#### [SUPPLIED PASSAGE]
There are four key transition points in the lives of most small businesses: 1) employee to solopreneur; 2) solopreneur to employer; 3) employer to growth company; and 4) Exit.  I want to talk about #2 in this post.

Becoming an employer is a huge step in a small business owner’s life.  In fact 78.5% of all businesses in the U.S. do NOT have employees.  Some small businesses start with employees as a matter of necessity; while other small business owners enter into the mode of employer reluctantly.

Why You May Want to Avoid Becoming an Employer

Here are a few reasons NOT to become an employer:

  1. Regulatory Requirements:  Once you become an employer, you are subjected to thousands of labor laws by your state, federal and local governments.  Many of these laws are common sense, but there is simply no way to know them all without hiring an expert.
  2. Taxes:  If you were to hire a contractor to do work for you, you don’t need to worry about paying taxes.  Once you hire an employee, you will need to withhold all sorts of payroll taxes.
  3. Management:  Hiring employees will require you to manage your new employees; which will take time and effort away from other tasks that you were performing on your own.
  4. Facilities:  As a solopreneur you may have been able to do most of your work out of your home office with a few occasional meetings at libraries and coffee joints.  However, if you need to work with employees, you may have to lease office space to allow you to work with your team.
  5. Hiring & Firing:  In a tight labor market, it is hard to find the right employees for your company.  This means that you are subject to long searches for the right employees; and emotional turmoil when you have to fire the wrong employees.
  6. Responsibility:  It is one thing to be responsible for your own income; but it is quite stressful to know that the success of your business is liable for the income of several additional employees who rely on your business for their economic security.

Employment is Necessary for Growth

I’ve laid out a few obstacles that tend to deter solopreneurs from becoming employers.  However, in my opinion, the benefits of becoming an employer far outweigh the negatives I have listed above.  In order to grow your company beyond yourself, you will most certainly need to hire employees.  Here are just a few advantages to becoming an employer:

  1. Increased Revenue:  The average income of a solopreneur is around $50,000 per year; while the average revenue of a employer is $5 Million per year.
  2. Leverage Skills:  Hiring others allows you to reduce the amount of time you spend on tasks that you do poorly while you delegate these tasks to your employees who are more skilled at these tasks.  This action creates a synergistic team that performs at a much higher level than a one-man band.

#### [EXCERPTED DATA]
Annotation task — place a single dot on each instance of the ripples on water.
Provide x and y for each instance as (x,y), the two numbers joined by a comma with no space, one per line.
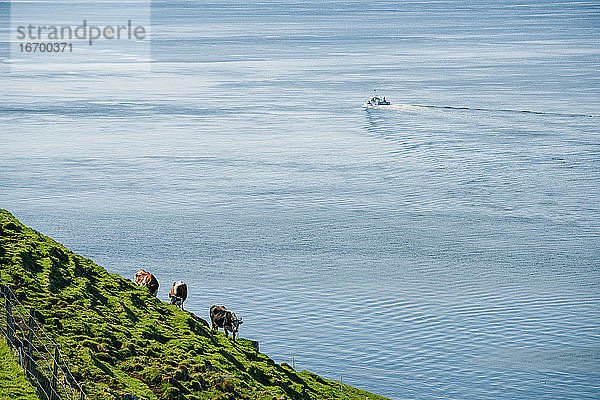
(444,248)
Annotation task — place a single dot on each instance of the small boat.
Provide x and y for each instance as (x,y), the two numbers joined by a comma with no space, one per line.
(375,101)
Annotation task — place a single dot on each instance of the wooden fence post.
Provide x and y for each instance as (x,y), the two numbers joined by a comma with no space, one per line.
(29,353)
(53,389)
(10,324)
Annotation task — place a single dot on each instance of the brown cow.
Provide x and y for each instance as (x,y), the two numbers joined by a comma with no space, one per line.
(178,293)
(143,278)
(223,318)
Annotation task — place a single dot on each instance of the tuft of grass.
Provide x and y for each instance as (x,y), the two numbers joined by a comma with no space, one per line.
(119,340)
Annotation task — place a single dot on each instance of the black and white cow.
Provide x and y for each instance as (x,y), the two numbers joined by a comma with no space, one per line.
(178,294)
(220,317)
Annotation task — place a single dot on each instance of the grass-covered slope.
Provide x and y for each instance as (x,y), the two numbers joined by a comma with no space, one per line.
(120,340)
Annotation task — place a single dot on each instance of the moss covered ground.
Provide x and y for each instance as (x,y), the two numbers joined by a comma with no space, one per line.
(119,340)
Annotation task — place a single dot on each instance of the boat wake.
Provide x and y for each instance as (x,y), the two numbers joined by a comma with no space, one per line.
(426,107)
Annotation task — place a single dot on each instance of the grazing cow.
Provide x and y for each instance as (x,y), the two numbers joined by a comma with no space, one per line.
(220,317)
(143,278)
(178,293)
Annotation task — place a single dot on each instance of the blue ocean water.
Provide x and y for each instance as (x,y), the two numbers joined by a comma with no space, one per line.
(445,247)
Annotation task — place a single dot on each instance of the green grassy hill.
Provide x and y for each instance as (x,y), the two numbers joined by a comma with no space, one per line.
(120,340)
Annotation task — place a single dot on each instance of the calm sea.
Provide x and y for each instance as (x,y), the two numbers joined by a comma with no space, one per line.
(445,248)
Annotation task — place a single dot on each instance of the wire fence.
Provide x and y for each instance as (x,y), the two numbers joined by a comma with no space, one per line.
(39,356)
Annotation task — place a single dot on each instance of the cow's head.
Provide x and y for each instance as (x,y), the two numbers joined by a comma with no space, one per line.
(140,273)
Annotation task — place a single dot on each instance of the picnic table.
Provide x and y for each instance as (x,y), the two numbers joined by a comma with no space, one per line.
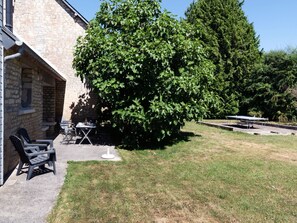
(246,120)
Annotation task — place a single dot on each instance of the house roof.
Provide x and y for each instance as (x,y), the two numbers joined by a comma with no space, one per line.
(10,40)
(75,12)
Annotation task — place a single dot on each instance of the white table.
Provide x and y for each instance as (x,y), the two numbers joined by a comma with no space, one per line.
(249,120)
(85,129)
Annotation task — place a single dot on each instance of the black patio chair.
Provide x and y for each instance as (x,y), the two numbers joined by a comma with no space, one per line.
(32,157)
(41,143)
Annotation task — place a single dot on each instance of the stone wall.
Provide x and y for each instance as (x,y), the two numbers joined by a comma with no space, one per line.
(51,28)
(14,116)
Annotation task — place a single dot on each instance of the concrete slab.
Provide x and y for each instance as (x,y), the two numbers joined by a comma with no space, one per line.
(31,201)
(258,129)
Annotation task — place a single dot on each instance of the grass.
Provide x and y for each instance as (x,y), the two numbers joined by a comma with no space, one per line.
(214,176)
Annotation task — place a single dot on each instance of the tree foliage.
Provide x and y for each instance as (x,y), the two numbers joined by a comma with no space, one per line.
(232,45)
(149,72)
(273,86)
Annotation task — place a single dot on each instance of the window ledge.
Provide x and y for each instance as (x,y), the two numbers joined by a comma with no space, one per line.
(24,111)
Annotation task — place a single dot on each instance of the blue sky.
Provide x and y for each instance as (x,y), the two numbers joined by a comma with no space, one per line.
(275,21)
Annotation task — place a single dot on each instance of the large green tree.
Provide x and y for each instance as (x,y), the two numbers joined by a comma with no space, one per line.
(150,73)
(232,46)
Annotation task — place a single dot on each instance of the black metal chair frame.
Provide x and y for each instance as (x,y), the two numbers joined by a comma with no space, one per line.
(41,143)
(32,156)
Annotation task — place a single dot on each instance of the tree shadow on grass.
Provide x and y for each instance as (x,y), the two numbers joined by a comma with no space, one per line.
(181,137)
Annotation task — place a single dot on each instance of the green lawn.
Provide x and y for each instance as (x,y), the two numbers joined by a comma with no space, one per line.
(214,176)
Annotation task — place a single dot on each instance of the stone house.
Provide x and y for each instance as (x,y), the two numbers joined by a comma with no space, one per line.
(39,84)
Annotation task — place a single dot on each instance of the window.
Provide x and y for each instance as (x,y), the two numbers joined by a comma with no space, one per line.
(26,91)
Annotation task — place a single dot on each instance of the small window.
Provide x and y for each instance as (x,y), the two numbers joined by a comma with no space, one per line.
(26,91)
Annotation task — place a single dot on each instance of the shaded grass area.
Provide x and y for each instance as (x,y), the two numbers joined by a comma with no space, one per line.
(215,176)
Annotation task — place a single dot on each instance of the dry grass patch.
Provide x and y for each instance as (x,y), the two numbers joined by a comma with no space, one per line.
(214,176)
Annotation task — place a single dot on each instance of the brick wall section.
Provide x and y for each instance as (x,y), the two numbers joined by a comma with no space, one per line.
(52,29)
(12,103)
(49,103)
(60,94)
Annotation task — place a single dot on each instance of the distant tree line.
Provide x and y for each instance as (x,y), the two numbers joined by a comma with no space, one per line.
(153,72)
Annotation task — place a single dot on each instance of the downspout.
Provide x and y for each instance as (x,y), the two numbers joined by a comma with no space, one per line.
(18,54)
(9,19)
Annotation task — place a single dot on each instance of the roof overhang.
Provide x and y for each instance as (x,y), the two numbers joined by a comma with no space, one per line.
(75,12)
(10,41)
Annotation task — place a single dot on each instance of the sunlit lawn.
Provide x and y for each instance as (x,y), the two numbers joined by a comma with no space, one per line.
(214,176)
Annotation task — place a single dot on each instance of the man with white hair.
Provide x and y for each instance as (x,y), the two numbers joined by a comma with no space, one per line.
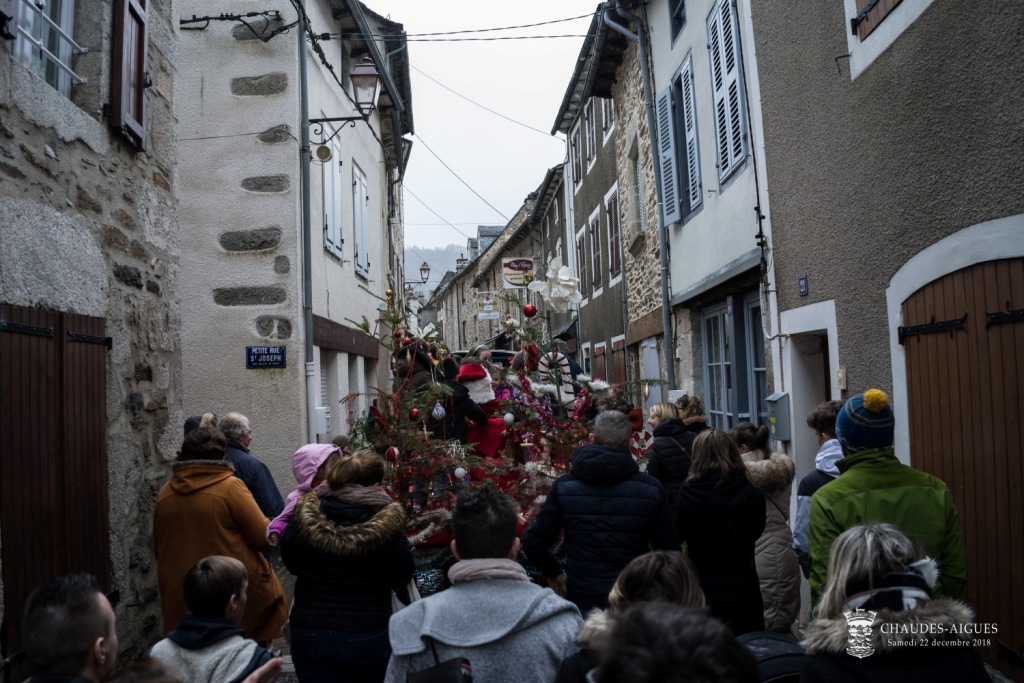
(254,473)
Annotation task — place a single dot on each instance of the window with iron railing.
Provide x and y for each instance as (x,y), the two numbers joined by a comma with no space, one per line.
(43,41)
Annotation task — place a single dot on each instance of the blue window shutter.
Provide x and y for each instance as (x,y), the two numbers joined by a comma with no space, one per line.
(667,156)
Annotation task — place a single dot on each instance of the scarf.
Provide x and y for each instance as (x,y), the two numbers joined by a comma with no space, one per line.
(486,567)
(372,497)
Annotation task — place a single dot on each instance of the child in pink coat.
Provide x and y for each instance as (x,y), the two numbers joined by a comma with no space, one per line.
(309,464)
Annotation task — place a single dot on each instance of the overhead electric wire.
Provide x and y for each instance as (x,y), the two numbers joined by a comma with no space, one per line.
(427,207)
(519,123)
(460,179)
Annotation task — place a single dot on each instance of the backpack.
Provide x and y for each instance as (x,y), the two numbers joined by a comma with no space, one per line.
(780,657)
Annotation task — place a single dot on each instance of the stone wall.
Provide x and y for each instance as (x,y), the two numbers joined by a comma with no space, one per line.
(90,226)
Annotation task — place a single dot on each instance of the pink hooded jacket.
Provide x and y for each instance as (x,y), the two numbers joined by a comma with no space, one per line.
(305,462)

#### [EXERCISE 1]
Please answer these questions about the post on becoming an employer:
(a) What share of all U.S. businesses have no employees?
(b) What is the average yearly income of a solopreneur?
(c) Which of the four transition points does the post set out to discuss?
#### [EXERCISE 2]
Pick out every line of the listing that contains the word "lawn".

#### [EXPECTED OUTPUT 1]
(a) 78.5%
(b) Around $50,000
(c) #2, solopreneur to employer

#### [EXPECTED OUTPUT 2]
Annotation task — place a single dot on each instance of the green lawn.
Annotation task — place a single dot on each instance of the sunlit lawn.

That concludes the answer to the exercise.